• Ziel: Gib jede Zeile der folgenden Einträge zurück, in der die Zeichenkette "floor" vorkommt.
════════
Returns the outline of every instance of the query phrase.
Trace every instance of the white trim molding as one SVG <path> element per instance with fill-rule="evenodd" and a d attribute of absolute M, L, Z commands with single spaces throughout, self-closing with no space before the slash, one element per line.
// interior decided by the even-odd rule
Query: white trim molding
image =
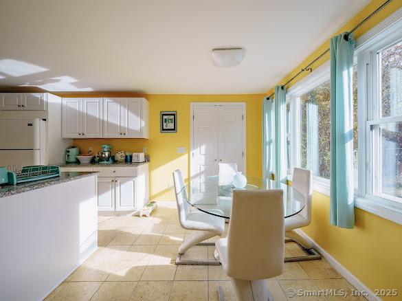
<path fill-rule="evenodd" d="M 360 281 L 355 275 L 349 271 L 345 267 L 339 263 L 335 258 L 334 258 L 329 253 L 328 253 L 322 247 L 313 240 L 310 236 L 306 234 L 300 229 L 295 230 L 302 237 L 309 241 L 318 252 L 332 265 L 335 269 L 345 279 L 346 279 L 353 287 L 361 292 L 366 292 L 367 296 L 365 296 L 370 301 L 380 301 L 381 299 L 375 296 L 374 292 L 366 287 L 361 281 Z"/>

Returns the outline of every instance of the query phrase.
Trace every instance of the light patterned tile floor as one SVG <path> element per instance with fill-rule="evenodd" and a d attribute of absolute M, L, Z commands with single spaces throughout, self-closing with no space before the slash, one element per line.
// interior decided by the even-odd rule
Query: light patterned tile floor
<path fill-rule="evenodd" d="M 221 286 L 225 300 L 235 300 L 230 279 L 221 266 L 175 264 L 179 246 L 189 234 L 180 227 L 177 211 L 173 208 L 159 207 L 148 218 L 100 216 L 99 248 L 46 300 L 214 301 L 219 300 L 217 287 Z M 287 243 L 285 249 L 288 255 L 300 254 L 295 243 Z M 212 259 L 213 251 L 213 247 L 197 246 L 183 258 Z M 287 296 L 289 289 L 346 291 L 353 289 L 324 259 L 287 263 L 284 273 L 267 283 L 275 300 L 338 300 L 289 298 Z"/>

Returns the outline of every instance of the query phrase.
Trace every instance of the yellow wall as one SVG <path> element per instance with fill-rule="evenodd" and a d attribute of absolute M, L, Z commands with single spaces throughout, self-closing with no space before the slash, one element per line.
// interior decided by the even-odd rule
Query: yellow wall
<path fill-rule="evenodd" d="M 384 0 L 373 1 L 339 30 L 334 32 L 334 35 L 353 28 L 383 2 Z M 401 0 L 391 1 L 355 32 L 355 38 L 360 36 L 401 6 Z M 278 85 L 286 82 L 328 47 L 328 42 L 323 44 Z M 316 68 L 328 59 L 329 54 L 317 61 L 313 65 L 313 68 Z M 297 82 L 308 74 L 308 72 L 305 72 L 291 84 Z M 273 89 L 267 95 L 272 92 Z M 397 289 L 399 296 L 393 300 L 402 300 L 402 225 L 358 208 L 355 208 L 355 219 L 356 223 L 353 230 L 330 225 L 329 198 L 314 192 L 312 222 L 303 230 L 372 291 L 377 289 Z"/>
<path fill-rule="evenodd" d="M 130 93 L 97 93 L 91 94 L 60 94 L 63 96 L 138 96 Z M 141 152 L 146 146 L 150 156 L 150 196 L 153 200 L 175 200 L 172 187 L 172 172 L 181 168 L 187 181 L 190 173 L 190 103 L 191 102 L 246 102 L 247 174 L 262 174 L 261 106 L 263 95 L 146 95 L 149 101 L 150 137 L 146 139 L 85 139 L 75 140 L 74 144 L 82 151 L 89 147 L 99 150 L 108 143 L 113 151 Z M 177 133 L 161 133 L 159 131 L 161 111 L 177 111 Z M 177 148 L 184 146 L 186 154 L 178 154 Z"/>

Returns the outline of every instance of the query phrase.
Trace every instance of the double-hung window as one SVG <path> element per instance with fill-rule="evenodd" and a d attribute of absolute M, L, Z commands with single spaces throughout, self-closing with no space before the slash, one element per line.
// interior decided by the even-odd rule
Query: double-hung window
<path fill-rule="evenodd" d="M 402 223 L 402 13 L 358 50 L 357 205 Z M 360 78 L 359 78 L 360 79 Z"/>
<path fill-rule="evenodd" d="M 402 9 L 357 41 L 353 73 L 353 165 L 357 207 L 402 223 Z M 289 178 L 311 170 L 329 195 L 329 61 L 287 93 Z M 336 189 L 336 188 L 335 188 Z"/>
════════
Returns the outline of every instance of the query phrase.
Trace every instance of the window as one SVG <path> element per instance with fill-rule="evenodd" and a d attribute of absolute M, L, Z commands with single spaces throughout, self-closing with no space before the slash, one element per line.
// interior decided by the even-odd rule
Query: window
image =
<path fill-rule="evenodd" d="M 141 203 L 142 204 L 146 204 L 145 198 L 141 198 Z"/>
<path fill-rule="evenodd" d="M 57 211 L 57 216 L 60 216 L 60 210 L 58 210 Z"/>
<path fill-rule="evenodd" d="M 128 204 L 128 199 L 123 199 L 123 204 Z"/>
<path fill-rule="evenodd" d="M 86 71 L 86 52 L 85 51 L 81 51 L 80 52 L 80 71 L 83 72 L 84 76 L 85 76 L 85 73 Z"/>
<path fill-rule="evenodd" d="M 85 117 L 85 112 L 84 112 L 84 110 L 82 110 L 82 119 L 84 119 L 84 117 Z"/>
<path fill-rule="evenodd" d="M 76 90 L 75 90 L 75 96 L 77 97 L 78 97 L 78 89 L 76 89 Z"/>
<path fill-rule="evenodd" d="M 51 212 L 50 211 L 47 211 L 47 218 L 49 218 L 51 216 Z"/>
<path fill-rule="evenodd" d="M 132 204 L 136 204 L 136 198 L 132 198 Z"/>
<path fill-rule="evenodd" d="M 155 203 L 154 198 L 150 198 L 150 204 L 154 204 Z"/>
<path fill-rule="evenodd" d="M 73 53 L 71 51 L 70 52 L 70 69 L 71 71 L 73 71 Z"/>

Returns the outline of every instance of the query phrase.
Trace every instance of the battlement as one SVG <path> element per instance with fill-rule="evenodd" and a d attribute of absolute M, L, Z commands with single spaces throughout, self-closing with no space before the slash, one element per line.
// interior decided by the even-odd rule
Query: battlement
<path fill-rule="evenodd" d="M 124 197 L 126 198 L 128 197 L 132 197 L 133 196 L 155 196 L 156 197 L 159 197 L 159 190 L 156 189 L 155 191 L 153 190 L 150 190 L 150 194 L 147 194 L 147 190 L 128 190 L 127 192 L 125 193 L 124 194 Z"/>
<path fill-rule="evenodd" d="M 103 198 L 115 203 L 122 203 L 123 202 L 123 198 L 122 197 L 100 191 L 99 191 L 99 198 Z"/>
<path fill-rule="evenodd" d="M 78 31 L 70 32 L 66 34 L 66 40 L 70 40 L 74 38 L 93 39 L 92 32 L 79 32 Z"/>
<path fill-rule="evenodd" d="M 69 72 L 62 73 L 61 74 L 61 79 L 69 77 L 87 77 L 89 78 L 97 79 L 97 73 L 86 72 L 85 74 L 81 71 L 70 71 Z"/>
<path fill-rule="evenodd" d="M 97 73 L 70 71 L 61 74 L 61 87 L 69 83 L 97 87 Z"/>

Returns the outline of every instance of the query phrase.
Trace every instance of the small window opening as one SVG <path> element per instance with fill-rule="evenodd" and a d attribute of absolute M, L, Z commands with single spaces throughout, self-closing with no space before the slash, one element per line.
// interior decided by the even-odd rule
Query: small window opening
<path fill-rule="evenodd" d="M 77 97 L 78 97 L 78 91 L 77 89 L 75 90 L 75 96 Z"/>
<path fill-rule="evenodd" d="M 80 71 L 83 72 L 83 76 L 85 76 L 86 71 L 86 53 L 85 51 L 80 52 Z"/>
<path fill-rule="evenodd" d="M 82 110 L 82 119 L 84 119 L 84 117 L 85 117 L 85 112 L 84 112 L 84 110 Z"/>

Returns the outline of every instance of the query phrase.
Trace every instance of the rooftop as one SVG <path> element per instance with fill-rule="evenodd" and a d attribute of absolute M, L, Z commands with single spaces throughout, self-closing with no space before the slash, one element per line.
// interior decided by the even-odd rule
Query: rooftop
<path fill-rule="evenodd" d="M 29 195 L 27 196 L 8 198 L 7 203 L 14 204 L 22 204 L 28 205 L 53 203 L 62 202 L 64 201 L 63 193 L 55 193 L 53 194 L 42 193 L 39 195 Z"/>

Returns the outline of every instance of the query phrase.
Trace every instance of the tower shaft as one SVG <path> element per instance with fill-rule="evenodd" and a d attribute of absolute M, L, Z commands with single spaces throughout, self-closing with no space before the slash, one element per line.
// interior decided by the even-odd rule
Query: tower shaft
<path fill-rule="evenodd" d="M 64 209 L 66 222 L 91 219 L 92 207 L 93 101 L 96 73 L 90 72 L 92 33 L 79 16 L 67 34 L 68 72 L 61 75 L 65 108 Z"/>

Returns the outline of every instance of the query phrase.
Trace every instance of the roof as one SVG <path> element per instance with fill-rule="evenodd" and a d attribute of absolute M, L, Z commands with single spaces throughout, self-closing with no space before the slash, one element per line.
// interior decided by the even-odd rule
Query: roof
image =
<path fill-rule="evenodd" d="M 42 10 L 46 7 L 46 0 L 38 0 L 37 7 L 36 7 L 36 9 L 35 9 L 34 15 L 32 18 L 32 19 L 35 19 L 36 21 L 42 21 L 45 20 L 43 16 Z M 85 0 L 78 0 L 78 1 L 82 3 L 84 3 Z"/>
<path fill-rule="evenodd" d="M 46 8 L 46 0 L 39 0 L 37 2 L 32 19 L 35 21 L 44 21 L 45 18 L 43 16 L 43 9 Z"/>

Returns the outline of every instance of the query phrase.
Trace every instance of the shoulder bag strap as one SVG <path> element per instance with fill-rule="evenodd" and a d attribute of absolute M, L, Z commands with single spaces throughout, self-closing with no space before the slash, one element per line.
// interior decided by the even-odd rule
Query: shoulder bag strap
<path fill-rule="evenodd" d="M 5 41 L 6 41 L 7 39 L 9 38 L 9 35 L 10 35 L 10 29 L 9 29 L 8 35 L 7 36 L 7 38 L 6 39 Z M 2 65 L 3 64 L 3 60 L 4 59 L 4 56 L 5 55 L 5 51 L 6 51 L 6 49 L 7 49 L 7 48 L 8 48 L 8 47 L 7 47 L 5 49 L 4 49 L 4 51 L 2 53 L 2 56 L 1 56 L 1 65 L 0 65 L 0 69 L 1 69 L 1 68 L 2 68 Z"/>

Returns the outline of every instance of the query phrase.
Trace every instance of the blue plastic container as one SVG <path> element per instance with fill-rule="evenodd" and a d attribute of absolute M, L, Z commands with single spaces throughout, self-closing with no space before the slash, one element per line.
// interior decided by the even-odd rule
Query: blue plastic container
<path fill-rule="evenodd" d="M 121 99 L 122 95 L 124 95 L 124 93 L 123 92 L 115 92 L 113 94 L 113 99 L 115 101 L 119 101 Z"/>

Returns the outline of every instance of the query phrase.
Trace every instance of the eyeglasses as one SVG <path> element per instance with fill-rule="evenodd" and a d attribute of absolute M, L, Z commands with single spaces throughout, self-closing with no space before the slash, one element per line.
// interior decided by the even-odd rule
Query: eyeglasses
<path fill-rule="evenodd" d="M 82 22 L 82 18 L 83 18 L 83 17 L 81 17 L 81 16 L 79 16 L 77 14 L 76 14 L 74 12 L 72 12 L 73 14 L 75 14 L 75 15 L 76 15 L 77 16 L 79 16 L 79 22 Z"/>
════════
• Ergebnis:
Trace every instance of the light patterned tile floor as one SVG <path> element per instance with fill-rule="evenodd" and a d attribute of absolute M, L, Z commands with single spaces throughout, self-closing with no space before the slash, one element per line.
Query: light patterned tile floor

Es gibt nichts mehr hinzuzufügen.